━━━ GIVEN INFORMATION ━━━

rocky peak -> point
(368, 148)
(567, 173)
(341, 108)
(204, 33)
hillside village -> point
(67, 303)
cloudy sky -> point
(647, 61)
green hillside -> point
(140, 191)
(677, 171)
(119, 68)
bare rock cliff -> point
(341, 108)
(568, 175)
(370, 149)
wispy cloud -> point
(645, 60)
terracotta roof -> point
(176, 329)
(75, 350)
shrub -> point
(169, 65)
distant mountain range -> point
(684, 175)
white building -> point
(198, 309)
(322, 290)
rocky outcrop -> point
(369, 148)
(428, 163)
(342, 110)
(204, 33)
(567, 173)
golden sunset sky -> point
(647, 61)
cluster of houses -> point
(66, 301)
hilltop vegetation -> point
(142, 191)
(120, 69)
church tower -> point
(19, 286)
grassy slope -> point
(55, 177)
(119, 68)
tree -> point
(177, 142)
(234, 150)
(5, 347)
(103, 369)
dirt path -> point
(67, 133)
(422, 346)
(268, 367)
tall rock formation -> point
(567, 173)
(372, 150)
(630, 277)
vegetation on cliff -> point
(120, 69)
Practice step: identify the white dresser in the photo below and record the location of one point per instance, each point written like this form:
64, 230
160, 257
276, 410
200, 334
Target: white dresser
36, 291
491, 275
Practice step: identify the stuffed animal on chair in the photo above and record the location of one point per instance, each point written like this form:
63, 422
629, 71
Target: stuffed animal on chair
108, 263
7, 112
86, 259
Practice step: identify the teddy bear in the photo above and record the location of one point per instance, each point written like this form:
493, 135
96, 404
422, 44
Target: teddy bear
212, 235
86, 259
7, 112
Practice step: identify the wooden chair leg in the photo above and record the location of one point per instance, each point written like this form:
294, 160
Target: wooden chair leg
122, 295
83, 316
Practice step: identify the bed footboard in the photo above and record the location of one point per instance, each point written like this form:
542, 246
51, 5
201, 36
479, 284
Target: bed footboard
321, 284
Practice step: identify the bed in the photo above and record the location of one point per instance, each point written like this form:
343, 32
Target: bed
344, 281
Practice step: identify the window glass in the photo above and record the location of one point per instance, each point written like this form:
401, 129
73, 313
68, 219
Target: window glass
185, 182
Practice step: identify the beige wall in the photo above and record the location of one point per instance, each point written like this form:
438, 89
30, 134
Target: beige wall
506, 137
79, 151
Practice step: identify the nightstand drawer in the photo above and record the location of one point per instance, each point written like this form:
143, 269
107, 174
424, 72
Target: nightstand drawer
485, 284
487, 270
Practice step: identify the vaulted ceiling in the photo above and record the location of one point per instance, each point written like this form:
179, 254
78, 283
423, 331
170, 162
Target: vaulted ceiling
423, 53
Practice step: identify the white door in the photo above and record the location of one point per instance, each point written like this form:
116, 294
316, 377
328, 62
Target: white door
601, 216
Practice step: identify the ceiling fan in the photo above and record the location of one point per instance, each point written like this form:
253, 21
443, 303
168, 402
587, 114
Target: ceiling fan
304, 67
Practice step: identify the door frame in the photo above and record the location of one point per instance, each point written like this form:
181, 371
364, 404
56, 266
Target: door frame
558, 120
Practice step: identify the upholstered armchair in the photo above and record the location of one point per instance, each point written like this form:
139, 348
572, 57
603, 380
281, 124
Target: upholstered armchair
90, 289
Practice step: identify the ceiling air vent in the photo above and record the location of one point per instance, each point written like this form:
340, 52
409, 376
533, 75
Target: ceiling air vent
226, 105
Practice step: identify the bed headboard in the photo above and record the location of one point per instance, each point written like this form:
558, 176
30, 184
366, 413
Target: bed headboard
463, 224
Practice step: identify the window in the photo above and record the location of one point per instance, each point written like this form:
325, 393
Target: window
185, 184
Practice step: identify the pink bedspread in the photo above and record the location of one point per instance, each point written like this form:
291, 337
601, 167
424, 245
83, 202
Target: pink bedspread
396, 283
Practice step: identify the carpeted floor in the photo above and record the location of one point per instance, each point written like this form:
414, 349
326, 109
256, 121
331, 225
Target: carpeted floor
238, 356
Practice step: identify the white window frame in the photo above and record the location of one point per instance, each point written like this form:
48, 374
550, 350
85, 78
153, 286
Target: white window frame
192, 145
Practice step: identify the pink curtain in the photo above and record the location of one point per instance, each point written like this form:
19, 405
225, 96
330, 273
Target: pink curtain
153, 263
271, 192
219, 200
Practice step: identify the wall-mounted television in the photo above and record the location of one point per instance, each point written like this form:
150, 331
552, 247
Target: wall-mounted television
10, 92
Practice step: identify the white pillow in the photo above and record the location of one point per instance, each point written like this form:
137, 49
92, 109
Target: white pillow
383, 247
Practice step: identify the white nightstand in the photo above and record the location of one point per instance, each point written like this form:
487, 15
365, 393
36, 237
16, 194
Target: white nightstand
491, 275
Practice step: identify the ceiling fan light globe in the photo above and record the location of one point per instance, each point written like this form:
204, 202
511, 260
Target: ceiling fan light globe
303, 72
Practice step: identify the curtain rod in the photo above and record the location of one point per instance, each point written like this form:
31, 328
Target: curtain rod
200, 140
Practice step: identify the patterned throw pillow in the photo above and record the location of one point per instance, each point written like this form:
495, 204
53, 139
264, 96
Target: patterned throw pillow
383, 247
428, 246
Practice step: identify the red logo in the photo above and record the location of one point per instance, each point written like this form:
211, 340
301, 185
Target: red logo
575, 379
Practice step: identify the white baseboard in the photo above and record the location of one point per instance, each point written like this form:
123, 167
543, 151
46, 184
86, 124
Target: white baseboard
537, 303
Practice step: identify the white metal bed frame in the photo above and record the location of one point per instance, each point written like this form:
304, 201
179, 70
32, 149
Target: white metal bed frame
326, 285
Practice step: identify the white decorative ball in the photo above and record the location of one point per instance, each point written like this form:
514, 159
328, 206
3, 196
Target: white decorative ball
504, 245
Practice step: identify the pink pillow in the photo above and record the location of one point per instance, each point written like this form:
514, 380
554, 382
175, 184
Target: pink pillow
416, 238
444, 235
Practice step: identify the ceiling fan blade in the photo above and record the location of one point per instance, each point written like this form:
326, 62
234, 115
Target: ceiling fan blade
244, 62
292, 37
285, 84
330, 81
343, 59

━━━

**TRY IT**:
Print out every entry, keeping each one exact.

**TASK RESPONSE**:
rocky peak -> point
(368, 148)
(567, 173)
(341, 108)
(204, 33)
hillside village -> point
(67, 303)
cloudy sky -> point
(647, 61)
green hillside -> point
(140, 191)
(677, 171)
(119, 68)
bare rock cliff -> point
(341, 108)
(568, 175)
(370, 149)
wispy cloud -> point
(645, 60)
terracotta roof -> point
(176, 329)
(75, 350)
shrub -> point
(169, 65)
distant mountain range -> point
(684, 175)
white building -> point
(198, 309)
(322, 290)
rocky outcrop -> point
(369, 148)
(428, 163)
(342, 110)
(204, 33)
(567, 173)
golden sunset sky -> point
(647, 61)
cluster of houses -> point
(66, 301)
hilltop vegetation -> point
(142, 191)
(120, 69)
church tower -> point
(19, 286)
grassy slope -> point
(55, 177)
(119, 68)
tree -> point
(177, 142)
(234, 150)
(5, 347)
(103, 369)
dirt path -> point
(67, 133)
(422, 346)
(268, 367)
tall rock formation -> point
(567, 173)
(372, 150)
(630, 277)
vegetation on cliff -> point
(120, 69)
Practice step: identify the white dresser in the photo below and record the location of one point per instance, each point written like this form:
64, 230
160, 257
276, 410
200, 334
Target: white dresser
36, 291
491, 275
Practice step: identify the stuffed animal on chair in the photo above and record the location of one point per instance, each point written like this form:
63, 422
629, 71
Target: stuffed animal on chair
108, 263
7, 112
86, 259
Practice step: identify the teddy bear in the photo above and record the location of one point per instance, each point written like this form:
493, 135
96, 404
422, 44
Target: teddy bear
212, 235
86, 259
7, 112
Practice step: identify the wooden chair leg in the photo above and record the location of one point per instance, each point written like this form:
294, 160
Target: wooden chair leg
122, 295
83, 316
Practice step: identify the bed footboard in the photo above and record the location of one point per instance, each point written like this form:
542, 246
51, 5
201, 36
479, 284
Target: bed footboard
321, 284
Practice step: identify the bed in the photo above and record the location of one point per instance, each point written like this form:
343, 32
Target: bed
344, 281
Practice step: identify the window glass in the photo above and record the location of one point per instance, each point written like this form:
401, 129
73, 313
68, 219
Target: window glass
185, 182
Practice step: identify the beige wall in the photo above and record the location of one point per instance, each point written like this form:
438, 89
30, 134
Target: beige wall
506, 137
79, 151
Practice step: identify the nightstand drawer in the photo above and record the location of one point per instance, each point written like this form:
143, 269
107, 174
424, 72
Target: nightstand drawer
485, 284
487, 270
Practice step: identify the vaulted ceiling in the photo above and record the location of one point per instance, each point written like this form:
179, 254
78, 283
423, 331
170, 162
Target: vaulted ceiling
423, 53
Practice step: identify the white door in the photo above and record the location of one point per instance, each point written like this form:
116, 294
316, 377
328, 62
Target: white door
601, 216
Practice step: identify the ceiling fan in the photo above and record the location of one point per instance, each point written like this form:
253, 21
443, 303
168, 402
587, 114
Target: ceiling fan
304, 67
Practice step: identify the door frame in the photo above and record the location of one point per instance, each point written like this form:
181, 371
364, 404
56, 266
Target: door frame
558, 120
Practice step: identify the upholstered armchair in the photo above and record the location of one point per instance, each point written like this form:
139, 348
572, 57
603, 380
281, 124
Target: upholstered armchair
90, 289
Practice step: identify the ceiling air vent in the photo above and record the location of one point per instance, each point written like this form:
340, 52
409, 376
533, 75
Target: ceiling air vent
226, 105
Practice step: identify the bed headboard in the photo above and record the location of one point per instance, each point written like this form:
558, 176
30, 184
366, 413
Target: bed headboard
463, 224
Practice step: identify the window in the photo above and record the location of one point per instance, each point written like this form:
325, 393
Target: window
185, 184
Practice step: identify the pink bedspread in the photo above and record the location of one point per instance, each point written like this form:
291, 337
601, 167
424, 245
83, 202
Target: pink bedspread
396, 283
Practice step: identify the carpeted floor in the photo above and record the location of one point per instance, each point written like this form:
414, 349
326, 109
256, 121
331, 225
Target: carpeted floor
238, 356
Practice step: identify the white window frame in the photo above and record the location of one point per instance, each point written like this form:
48, 374
550, 350
85, 78
153, 286
Target: white window frame
192, 145
Practice step: identify the pink curtain in the photo above and record the location of one point per instance, each point written like this form:
19, 405
225, 96
330, 273
Target: pink curtain
153, 263
271, 192
219, 200
Practice step: identify the wall-mounted television in the photo above and record the location of one point per instance, each point written like this form:
150, 331
552, 247
Target: wall-mounted television
10, 92
Practice step: identify the white pillow in the photo above and record the location of one point per instance, each point written like this form:
137, 49
92, 109
Target: white pillow
383, 247
Practice step: identify the white nightstand in the photo above and record the location of one point per instance, each point written like this form:
487, 15
365, 393
36, 237
16, 194
Target: white nightstand
491, 275
Practice step: identify the ceiling fan light globe in the photo above and record the location of one point per instance, each point written like this form:
204, 202
511, 260
Target: ceiling fan light globe
303, 72
Practice step: identify the curtain rod in the photo above and record the location of one point per instance, each point written like this form:
31, 328
Target: curtain rod
200, 140
Practice step: identify the patterned throw pillow in the photo above and record the location of one point per instance, each point written like this form:
495, 204
53, 139
264, 96
Target: patterned throw pillow
383, 247
428, 246
Practice step: identify the red logo in the photo above and record the location of one point per instance, each point written like this form:
211, 340
301, 185
Target: red logo
575, 379
Practice step: identify the white baseboard in the photo above and record the location of one point per instance, each point written like this form:
123, 167
543, 151
46, 184
86, 124
Target: white baseboard
537, 303
Practice step: identify the white metal bed frame in the photo above and record the location of one point per instance, each point written like this form:
304, 201
179, 70
32, 149
Target: white metal bed frame
326, 285
Practice step: identify the white decorative ball in the photo above and record the location of one point per instance, each point written like this form:
514, 159
328, 206
3, 196
Target: white decorative ball
504, 245
Practice step: identify the pink pillow in the photo above and record the location of one point per instance, each point written like this form:
514, 380
554, 382
175, 184
Target: pink pillow
416, 238
444, 235
Practice step: identify the ceiling fan blade in the photo above and record the location of one point per instance, each point written like this form:
326, 62
234, 115
Target: ceiling fan blade
244, 62
292, 37
285, 84
330, 81
343, 59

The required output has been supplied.